• **Task brief**: Update the records from the line that contains "neck in the photo above." through the end of the records by replacing "corridor-flow study" with "flyway survey", changing nothing else. Give back only those lines.

[Location annotation dataset excerpts]
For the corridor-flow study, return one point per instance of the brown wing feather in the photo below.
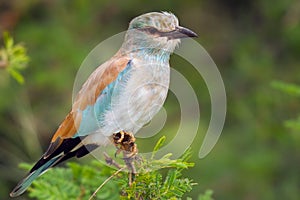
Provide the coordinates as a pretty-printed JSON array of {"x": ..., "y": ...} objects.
[{"x": 91, "y": 89}]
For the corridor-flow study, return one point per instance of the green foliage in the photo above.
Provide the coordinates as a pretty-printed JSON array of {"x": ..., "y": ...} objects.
[
  {"x": 206, "y": 196},
  {"x": 156, "y": 179},
  {"x": 293, "y": 90},
  {"x": 13, "y": 58},
  {"x": 288, "y": 88}
]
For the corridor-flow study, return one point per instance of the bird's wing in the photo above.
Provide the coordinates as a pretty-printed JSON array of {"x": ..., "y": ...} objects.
[
  {"x": 65, "y": 143},
  {"x": 90, "y": 91}
]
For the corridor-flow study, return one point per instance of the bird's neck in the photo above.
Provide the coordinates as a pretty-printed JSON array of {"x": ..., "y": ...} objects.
[{"x": 144, "y": 48}]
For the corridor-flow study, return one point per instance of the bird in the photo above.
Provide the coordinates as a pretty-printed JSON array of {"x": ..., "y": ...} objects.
[{"x": 121, "y": 95}]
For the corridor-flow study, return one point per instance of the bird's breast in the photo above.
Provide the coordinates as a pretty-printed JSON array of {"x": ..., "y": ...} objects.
[{"x": 138, "y": 97}]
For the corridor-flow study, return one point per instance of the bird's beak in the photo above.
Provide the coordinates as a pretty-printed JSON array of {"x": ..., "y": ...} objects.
[{"x": 180, "y": 32}]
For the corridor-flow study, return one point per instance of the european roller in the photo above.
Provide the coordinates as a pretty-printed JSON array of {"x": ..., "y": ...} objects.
[{"x": 120, "y": 96}]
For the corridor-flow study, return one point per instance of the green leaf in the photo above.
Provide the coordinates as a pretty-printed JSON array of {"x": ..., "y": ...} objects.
[{"x": 158, "y": 145}]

• **Response to this task**:
For the flyway survey, return one point per instance of the bird's neck in the photo above.
Provide the coordinates as a pretty-printed JSON array of {"x": ..., "y": ...} objects.
[{"x": 144, "y": 48}]
For the flyway survey, return one point per instance of the bird in the photo above.
Provide the coordinates as a pretty-printed JSON array of {"x": ..., "y": ...} objects.
[{"x": 121, "y": 95}]
For the flyway survey, return one point per instance of the bird's breast in the photo above.
Provide the coordinates as a pretty-printed JSON array of {"x": ..., "y": ...} objects.
[{"x": 138, "y": 97}]
For the flyway survey, return one point per instance of the bird's beak in the photo above.
Provide the coordinates as a pretty-printed JSON array of {"x": ..., "y": ...} objects.
[{"x": 180, "y": 32}]
For the flyway survey, return one point per instance of the european roller in the photo above.
Provide the coordinates as a pretty-printed JSON array of {"x": ..., "y": ...} objects.
[{"x": 120, "y": 96}]
For the flyway survey, return one point per instance of the green leaf in the photo above.
Provide the coordinates as a pretty-printed JSON array of {"x": ..., "y": ...} objects.
[{"x": 158, "y": 145}]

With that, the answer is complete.